Pull out every line in the records below that contains the word "jacket". Match case exactly.

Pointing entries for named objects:
────────────────────
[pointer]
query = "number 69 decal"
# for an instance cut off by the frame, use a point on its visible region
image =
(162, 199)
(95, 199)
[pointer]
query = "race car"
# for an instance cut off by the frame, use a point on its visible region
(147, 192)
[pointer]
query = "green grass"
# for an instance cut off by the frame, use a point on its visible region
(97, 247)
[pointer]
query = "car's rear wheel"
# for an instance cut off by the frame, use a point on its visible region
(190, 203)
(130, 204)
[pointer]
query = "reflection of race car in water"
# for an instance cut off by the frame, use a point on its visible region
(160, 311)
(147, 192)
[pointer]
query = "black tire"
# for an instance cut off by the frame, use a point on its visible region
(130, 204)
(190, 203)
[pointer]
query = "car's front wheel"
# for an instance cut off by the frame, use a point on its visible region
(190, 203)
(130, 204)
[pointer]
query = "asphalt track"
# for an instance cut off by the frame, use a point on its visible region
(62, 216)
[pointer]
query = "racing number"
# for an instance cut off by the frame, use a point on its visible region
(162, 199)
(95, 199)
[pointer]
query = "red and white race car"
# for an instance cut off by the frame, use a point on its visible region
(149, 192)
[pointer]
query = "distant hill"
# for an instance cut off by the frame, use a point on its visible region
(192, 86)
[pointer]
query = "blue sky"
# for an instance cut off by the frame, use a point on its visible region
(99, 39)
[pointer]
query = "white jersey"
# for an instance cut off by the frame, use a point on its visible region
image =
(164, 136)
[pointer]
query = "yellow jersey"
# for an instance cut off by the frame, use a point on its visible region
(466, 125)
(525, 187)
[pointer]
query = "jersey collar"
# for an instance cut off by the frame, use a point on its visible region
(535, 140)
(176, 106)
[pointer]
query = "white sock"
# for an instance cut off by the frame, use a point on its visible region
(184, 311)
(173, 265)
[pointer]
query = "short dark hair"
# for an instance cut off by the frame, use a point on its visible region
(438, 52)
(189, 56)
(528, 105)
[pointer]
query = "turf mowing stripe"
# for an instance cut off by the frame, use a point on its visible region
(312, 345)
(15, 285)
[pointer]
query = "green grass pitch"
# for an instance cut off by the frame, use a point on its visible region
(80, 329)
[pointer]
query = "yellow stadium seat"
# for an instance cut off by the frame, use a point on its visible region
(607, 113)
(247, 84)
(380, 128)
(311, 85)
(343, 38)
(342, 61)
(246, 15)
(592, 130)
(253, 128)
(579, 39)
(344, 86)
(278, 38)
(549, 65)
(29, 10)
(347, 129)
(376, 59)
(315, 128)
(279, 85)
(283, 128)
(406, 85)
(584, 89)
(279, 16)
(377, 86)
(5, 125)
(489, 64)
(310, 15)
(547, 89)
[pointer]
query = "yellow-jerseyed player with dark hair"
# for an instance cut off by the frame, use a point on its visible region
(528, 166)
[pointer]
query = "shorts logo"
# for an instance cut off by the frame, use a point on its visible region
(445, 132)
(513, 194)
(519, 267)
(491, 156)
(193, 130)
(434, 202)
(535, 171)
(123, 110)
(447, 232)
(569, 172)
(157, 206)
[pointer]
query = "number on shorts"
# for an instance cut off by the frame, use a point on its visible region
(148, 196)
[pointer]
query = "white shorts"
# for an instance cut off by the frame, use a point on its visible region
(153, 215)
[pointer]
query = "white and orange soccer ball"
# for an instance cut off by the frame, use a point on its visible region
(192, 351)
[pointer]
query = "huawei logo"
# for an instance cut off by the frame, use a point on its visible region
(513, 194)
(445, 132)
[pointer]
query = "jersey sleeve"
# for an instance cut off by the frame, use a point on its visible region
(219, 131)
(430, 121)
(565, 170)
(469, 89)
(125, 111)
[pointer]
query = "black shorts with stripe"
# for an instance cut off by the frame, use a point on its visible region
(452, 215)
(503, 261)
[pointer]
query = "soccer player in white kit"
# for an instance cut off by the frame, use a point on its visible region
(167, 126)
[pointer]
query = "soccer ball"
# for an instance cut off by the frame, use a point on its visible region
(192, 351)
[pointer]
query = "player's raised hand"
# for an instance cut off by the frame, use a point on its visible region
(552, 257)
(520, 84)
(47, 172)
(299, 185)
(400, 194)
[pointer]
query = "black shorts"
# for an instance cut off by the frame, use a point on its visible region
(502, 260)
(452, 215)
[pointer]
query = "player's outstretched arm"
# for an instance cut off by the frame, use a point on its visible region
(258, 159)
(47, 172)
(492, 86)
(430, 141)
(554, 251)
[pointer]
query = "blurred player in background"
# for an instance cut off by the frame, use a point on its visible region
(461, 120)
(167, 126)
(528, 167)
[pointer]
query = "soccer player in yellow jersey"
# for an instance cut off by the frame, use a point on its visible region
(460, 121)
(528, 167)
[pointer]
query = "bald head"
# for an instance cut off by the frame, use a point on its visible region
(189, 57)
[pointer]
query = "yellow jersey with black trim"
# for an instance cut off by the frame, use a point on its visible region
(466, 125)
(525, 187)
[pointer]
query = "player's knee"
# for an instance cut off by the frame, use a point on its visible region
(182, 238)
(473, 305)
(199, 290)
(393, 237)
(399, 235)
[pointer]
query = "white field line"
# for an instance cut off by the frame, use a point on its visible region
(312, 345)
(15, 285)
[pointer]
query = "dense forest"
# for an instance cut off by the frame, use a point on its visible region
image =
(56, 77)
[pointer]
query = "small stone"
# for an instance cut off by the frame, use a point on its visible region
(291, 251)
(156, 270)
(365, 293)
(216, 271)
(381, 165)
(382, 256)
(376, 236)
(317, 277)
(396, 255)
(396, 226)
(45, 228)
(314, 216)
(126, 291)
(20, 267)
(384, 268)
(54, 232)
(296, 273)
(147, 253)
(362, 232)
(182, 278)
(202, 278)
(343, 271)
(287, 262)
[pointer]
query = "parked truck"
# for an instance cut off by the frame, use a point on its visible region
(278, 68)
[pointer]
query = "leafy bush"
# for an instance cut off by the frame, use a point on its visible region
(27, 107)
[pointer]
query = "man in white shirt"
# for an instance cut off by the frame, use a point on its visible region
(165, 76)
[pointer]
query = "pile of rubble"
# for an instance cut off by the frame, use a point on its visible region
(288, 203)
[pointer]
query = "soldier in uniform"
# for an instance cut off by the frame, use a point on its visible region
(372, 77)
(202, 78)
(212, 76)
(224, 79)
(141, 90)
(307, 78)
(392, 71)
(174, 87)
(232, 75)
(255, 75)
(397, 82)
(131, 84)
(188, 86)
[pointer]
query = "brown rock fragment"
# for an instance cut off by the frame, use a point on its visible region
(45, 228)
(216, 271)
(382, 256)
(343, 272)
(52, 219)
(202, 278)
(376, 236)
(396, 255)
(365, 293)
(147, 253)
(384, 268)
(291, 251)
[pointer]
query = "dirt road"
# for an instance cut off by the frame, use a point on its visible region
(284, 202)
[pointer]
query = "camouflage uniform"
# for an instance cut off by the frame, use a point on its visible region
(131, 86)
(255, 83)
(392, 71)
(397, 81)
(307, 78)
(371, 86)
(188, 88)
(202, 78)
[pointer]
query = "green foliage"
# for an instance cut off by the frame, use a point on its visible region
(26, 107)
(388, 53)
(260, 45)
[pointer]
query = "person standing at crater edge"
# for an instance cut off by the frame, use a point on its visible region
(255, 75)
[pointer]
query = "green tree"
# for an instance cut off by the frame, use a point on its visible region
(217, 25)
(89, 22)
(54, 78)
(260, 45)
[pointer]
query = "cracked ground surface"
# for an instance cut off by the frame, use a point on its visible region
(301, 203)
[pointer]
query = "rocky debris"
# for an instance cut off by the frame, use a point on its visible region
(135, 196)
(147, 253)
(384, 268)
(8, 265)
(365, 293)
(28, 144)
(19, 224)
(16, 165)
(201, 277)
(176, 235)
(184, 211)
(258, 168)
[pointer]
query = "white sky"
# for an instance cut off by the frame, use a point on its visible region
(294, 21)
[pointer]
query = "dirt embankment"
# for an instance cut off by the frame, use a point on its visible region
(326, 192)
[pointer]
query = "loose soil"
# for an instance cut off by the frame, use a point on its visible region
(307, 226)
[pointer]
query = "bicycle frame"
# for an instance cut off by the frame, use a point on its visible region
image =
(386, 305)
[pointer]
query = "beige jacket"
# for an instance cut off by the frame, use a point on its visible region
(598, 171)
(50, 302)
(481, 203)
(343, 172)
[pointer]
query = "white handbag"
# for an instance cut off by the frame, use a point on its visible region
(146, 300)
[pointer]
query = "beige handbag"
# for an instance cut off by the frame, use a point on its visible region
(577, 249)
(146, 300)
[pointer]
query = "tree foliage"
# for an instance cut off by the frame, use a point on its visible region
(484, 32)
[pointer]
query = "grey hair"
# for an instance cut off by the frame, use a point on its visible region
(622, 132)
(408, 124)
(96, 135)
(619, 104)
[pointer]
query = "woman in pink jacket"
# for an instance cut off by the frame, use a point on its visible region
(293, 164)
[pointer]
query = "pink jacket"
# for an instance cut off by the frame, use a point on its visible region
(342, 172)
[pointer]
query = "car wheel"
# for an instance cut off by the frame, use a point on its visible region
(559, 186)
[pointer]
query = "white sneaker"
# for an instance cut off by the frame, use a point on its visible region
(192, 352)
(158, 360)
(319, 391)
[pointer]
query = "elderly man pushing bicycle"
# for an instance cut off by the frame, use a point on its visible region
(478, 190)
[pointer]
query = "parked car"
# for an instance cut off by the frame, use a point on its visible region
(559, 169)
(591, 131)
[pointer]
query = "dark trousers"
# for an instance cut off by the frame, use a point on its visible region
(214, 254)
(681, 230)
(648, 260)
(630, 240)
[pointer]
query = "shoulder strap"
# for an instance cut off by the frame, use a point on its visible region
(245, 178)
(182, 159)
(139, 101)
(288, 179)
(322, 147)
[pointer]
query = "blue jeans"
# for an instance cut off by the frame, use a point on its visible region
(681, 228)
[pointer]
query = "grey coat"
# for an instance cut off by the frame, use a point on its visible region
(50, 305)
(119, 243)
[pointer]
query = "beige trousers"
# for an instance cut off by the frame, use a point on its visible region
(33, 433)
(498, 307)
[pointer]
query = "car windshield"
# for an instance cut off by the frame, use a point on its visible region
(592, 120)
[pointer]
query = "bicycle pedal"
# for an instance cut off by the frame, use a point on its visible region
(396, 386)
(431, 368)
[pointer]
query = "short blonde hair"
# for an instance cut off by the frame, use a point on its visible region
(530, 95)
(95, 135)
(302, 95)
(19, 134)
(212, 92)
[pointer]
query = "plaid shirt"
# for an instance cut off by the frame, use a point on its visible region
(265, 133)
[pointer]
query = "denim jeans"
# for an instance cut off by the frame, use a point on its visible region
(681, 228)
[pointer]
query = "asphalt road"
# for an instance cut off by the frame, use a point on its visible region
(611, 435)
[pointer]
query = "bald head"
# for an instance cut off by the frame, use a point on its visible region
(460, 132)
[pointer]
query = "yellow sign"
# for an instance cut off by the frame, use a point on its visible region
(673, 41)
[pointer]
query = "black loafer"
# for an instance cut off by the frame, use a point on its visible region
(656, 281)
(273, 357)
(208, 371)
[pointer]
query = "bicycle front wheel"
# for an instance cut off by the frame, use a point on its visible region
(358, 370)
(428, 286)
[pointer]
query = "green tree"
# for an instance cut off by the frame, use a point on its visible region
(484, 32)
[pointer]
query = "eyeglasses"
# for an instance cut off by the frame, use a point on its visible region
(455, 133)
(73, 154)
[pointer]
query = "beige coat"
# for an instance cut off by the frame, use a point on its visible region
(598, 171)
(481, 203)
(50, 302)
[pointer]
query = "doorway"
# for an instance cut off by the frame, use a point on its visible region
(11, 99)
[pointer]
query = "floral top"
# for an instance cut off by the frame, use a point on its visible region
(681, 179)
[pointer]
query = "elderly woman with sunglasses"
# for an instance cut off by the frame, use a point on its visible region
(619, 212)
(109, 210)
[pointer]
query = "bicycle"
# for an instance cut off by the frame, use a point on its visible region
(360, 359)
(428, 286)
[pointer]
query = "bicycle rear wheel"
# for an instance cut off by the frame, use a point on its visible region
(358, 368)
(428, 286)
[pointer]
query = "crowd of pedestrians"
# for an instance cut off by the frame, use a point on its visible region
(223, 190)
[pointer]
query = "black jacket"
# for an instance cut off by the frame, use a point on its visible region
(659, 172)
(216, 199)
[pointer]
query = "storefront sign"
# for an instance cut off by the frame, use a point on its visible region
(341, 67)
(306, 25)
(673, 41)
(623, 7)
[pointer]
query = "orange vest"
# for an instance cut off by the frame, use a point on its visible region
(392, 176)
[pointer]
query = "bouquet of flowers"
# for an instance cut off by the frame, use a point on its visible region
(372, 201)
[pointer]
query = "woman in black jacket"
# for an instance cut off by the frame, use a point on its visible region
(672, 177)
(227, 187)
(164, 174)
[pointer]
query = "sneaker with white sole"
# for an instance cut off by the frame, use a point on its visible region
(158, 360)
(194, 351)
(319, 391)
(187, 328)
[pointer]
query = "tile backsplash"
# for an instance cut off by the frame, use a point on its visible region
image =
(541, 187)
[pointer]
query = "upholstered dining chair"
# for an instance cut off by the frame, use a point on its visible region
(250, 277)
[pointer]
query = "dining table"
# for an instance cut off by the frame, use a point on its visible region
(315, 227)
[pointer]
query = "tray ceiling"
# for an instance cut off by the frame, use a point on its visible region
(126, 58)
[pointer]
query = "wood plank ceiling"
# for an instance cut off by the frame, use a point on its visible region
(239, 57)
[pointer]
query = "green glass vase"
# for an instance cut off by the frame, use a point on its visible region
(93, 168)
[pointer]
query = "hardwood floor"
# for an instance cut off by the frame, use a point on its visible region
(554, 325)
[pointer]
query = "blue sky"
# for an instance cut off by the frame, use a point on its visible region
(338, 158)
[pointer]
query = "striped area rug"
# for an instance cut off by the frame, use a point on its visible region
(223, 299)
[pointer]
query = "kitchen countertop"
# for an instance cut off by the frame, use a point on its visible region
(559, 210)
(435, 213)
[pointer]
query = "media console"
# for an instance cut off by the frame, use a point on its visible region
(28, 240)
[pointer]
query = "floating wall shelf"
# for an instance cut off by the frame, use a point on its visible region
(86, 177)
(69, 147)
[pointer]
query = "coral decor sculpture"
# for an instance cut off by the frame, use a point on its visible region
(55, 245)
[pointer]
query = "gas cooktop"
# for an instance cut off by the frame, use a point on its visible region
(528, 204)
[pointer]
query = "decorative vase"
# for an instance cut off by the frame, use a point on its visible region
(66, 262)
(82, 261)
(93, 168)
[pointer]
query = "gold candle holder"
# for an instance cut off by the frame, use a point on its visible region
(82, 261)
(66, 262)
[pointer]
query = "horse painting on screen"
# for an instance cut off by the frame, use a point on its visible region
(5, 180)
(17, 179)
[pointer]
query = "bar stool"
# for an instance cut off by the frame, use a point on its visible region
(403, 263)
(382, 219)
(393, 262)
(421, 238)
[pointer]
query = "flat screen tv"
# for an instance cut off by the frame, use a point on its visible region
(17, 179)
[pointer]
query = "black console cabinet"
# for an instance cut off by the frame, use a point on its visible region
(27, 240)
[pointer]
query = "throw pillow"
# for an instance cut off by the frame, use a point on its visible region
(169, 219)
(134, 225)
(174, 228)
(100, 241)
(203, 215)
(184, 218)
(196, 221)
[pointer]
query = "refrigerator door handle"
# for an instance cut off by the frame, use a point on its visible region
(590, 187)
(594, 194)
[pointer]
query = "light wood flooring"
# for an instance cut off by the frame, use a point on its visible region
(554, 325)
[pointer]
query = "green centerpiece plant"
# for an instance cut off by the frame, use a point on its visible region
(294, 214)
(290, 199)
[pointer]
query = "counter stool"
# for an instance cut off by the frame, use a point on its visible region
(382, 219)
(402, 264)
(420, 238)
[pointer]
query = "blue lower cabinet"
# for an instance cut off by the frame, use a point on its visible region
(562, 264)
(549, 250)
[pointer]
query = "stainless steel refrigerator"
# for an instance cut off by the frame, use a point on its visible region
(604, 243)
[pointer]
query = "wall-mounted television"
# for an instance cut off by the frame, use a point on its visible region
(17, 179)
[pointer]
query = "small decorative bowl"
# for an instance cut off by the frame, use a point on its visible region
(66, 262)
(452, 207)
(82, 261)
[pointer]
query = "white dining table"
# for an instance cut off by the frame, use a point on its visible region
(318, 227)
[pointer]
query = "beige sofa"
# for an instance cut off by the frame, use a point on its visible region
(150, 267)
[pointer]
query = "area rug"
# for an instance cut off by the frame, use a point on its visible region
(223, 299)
────────────────────
_Complete output_
query = "beige jacket"
query = "woman in pink jacket"
query = "pink jacket"
query = "black jacket"
query = "woman in black jacket"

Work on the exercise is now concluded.